GIVEN ENTRIES>

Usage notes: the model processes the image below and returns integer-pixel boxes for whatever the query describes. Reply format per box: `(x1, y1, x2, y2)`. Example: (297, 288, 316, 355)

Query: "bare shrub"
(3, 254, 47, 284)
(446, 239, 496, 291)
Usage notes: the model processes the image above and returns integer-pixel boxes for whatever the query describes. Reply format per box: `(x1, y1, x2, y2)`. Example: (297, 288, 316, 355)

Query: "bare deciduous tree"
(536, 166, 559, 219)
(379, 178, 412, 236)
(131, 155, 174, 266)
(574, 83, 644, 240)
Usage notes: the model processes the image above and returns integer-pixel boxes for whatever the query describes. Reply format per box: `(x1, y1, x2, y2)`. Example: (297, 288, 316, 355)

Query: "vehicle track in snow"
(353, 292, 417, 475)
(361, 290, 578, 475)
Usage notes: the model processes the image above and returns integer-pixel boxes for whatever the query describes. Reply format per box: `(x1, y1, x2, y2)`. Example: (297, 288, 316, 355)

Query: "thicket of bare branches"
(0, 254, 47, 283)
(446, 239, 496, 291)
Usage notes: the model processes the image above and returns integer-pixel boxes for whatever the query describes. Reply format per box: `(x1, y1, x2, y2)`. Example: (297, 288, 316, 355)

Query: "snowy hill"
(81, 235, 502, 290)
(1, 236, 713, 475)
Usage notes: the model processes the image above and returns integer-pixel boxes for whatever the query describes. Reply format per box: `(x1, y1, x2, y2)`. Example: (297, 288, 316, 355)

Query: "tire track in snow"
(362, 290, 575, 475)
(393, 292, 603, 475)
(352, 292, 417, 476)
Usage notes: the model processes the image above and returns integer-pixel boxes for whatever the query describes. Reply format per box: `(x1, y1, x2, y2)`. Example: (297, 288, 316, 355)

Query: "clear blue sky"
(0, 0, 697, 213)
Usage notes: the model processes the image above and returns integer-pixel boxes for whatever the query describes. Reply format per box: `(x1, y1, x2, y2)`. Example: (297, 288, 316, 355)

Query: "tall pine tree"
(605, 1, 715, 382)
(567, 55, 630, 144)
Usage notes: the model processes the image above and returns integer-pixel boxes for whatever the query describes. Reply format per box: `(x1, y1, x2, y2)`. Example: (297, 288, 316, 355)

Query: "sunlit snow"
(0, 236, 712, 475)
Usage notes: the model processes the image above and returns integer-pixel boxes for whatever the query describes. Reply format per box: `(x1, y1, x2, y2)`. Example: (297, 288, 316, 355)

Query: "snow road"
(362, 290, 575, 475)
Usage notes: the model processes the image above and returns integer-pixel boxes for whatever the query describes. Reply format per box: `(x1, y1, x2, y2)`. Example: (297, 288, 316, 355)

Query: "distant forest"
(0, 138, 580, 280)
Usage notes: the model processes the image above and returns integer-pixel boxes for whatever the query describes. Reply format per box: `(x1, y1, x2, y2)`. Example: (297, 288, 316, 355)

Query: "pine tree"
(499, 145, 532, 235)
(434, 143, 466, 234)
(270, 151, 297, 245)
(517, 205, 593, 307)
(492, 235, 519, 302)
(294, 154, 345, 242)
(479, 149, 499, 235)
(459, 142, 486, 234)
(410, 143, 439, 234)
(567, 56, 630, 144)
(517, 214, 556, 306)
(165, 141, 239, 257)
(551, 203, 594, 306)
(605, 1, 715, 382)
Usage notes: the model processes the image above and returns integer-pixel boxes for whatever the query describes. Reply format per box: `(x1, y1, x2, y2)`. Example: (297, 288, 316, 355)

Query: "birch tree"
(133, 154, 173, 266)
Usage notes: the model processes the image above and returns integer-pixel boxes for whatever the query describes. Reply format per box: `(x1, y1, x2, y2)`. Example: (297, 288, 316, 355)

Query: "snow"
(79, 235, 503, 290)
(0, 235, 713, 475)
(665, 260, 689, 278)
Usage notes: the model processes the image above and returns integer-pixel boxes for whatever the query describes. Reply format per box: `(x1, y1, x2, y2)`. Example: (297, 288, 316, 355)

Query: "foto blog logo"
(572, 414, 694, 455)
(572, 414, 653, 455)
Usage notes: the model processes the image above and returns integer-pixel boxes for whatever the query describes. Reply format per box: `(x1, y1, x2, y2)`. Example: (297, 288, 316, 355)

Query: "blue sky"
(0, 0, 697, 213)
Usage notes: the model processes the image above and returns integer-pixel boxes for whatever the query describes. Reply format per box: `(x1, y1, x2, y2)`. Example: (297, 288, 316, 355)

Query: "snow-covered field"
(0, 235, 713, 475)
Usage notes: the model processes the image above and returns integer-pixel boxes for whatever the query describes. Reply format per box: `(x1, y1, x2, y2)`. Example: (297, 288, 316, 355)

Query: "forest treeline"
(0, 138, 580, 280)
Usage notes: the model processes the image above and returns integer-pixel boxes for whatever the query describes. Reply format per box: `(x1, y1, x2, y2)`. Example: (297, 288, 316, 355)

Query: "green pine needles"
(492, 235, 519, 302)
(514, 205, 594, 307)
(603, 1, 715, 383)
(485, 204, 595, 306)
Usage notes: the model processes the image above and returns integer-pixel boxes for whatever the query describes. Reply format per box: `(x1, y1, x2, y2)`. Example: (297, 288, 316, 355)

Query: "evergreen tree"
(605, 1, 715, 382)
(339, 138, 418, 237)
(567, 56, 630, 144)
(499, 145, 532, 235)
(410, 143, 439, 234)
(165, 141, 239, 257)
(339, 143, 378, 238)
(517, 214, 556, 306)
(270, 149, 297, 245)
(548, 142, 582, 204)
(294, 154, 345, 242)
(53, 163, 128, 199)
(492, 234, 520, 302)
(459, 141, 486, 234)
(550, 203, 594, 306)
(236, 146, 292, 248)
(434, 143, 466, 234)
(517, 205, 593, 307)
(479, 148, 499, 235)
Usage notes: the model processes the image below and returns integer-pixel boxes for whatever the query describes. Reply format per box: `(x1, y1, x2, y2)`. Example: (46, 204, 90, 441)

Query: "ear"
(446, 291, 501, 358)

WORK ITEM> Would you reproduce the whole listing above, word for word?

FINAL ANSWER>
Usage notes: the model processes the image below and returns integer-pixel boxes for whatever the query describes. Reply format per box: `(x1, y1, x2, y2)`. Example: (297, 288, 316, 355)

Query: "bare shrub"
(3, 254, 47, 284)
(446, 239, 496, 291)
Usage notes: the model processes the image above and returns integer-pixel boxes for whatever the query describes. Reply format per box: `(x1, y1, x2, y2)`. Example: (297, 288, 316, 355)

Query: "bare deciduous tree"
(536, 166, 559, 219)
(379, 178, 412, 236)
(131, 155, 174, 266)
(574, 83, 644, 240)
Usage notes: the model processes the image above and returns integer-pixel boxes for whatever the query describes. Reply format per box: `(x1, y1, x2, y2)`. Example: (297, 288, 316, 355)

Query: "vehicle track in snow"
(353, 292, 417, 475)
(361, 290, 578, 475)
Usage notes: the model processes the image above and returns integer-pixel boxes for whatever the query describes. Reply format per box: `(x1, y1, x2, y2)`. Example: (297, 288, 316, 355)

Query: "thicket of bare branches"
(0, 254, 47, 283)
(446, 239, 496, 291)
Usage notes: the model processes the image above and returns integer-pixel boxes for whatever the query describes. Reply format per box: `(x1, y1, x2, y2)`. Example: (297, 288, 316, 355)

Query: "snowy hill"
(81, 235, 502, 290)
(1, 236, 713, 475)
Usage notes: the model processes the image above and returns integer-pixel boxes for whatever the query describes. Reply format per box: `(x1, y1, x2, y2)`. Example: (297, 288, 316, 355)

Query: "tire track in snow"
(362, 290, 575, 475)
(393, 292, 603, 475)
(352, 292, 417, 476)
Usage notes: the model processes the image above and returns integer-pixel boxes for whatever the query describes. Reply format per box: `(x1, y1, x2, y2)`. Example: (297, 288, 316, 355)

Query: "clear blue sky"
(0, 0, 697, 213)
Usage notes: the model processes the image above and returns integer-pixel boxes for whatever the query describes. Reply format per box: `(x1, y1, x2, y2)`. Example: (297, 288, 316, 355)

Query: "tall pine tree"
(605, 1, 715, 382)
(567, 55, 630, 144)
Usage notes: the model processes the image above and returns integer-pixel boxes for whatever the query describes. Reply format per box: `(x1, y1, x2, y2)`. Example: (297, 288, 316, 355)

Query: "sunlit snow"
(0, 236, 712, 475)
Usage notes: the model processes the image above and returns integer-pixel boxes for whatever the query describes. Reply format per box: `(x1, y1, x2, y2)`. Example: (297, 288, 316, 355)

Query: "snow road"
(362, 290, 575, 475)
Usage notes: the model processes the image above and returns integer-pixel boxes for whatever the query describes. Reply format per box: `(x1, y1, x2, y2)`. Example: (297, 288, 316, 355)

Query: "distant forest"
(0, 138, 580, 280)
Usage notes: the model processes the image above and returns integer-pixel boxes for whatever the query describes. Reply format per box: `(x1, y1, x2, y2)`. Example: (297, 288, 316, 355)

Query: "pine tree"
(499, 145, 532, 235)
(434, 143, 466, 234)
(270, 151, 297, 245)
(517, 205, 593, 307)
(492, 235, 519, 302)
(294, 154, 345, 242)
(479, 149, 499, 235)
(459, 142, 486, 234)
(410, 143, 439, 234)
(567, 56, 630, 144)
(517, 214, 556, 306)
(165, 141, 239, 257)
(551, 203, 594, 306)
(605, 1, 715, 382)
Usage notes: the model processes the image above and returns integer-pixel boxes for whatever the query describes. Reply format per box: `(x1, y1, x2, y2)`. Example: (297, 288, 316, 355)

Query: "birch tree"
(133, 154, 173, 266)
Usage notes: the model processes the image above and returns integer-pixel boxes for whatever the query describes. Reply format per box: `(x1, y1, x2, y2)`. Example: (297, 288, 316, 355)

Query: "snow"
(79, 235, 503, 290)
(0, 235, 713, 475)
(665, 260, 689, 278)
Usage notes: the model processes the image above and returns integer-pixel boxes for whatever the query describes. Reply format per box: `(x1, y1, x2, y2)`. Example: (297, 288, 316, 355)

Query: "foto blog logo"
(572, 414, 694, 455)
(572, 414, 653, 455)
Usage notes: the model processes the image above and returns integer-pixel boxes for whatever the query describes. Reply format per box: `(x1, y1, x2, y2)`. Example: (297, 288, 316, 355)

Query: "blue sky"
(0, 0, 697, 213)
Usage notes: the model processes the image above and returns integer-pixel boxes for whatever the query describes. Reply format per box: `(x1, y1, x2, y2)`. Example: (297, 288, 316, 355)

Query: "snow-covered field"
(0, 235, 713, 475)
Usage notes: the model processes the image above and returns integer-pixel boxes for whatever the query describes. Reply format per box: `(x1, y1, x2, y2)`. Example: (297, 288, 316, 355)

Query: "forest treeline"
(0, 138, 580, 280)
Usage notes: the model processes the image above and returns integer-pixel boxes for whatever the query describes. Reply format per box: `(x1, y1, x2, y2)`. Example: (297, 288, 316, 355)

Query: "green pine needles"
(492, 235, 519, 302)
(514, 205, 594, 307)
(603, 1, 715, 383)
(485, 204, 595, 306)
Usage notes: the model processes the image above and returns integer-pixel boxes for whatever the query describes. Reply format per box: `(x1, y1, x2, y2)`. Example: (297, 288, 316, 355)

Query: "evergreen tree"
(605, 1, 715, 382)
(339, 138, 418, 237)
(567, 56, 630, 144)
(499, 145, 532, 235)
(410, 143, 439, 234)
(165, 141, 239, 257)
(339, 143, 378, 238)
(517, 214, 556, 306)
(270, 149, 297, 245)
(548, 142, 582, 204)
(294, 154, 345, 242)
(53, 163, 128, 199)
(492, 234, 520, 302)
(459, 141, 486, 234)
(550, 203, 594, 306)
(236, 146, 292, 248)
(434, 143, 466, 234)
(517, 205, 593, 307)
(479, 148, 499, 235)
Usage notes: the model processes the image below and returns integer-pixel boxes for whatever the query describes. Reply format per box: `(x1, y1, x2, y2)`. Example: (46, 204, 90, 441)

Query: "ear"
(446, 291, 501, 358)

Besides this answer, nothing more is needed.